(Stored dataset items)
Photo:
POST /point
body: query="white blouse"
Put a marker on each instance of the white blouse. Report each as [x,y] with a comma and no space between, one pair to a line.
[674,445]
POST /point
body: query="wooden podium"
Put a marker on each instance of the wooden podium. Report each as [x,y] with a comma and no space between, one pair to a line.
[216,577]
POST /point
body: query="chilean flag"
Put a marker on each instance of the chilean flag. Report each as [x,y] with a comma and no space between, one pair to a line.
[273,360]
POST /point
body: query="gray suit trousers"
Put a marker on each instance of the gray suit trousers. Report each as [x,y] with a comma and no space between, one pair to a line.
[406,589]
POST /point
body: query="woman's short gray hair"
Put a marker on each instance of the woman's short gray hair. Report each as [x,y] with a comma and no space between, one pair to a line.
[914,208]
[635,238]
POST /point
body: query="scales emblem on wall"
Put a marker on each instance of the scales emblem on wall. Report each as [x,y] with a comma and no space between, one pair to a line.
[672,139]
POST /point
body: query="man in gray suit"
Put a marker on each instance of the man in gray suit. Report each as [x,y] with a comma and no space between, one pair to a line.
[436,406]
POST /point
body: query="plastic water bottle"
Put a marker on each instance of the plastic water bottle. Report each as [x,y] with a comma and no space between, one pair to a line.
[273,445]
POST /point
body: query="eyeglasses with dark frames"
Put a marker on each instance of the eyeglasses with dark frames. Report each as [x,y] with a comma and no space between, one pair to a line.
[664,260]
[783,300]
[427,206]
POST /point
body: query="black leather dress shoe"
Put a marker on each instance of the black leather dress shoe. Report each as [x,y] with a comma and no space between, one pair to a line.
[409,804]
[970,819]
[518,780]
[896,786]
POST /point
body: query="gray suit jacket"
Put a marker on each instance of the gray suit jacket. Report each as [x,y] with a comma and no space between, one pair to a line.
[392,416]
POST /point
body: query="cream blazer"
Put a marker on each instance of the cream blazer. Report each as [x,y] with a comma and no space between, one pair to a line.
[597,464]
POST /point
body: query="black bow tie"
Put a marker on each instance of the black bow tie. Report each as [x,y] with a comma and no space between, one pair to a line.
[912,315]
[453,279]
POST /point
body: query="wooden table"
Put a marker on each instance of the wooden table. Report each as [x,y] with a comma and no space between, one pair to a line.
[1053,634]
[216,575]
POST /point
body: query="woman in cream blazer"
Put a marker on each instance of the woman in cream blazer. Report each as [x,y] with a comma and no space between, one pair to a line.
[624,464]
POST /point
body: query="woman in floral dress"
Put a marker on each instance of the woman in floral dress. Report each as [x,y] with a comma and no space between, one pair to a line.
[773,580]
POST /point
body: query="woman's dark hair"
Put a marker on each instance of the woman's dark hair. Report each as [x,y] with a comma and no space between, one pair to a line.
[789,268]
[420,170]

- TASK OBJECTIVE: Show every line of the items that contains the word "emblem", matching case exactly.

- SOLUTION TO THIS TASK:
body: query="scales emblem on wall"
Put a marker on each instance of the scales emblem on wall. Report each as [x,y] with a comma and no space between, one pair to a line.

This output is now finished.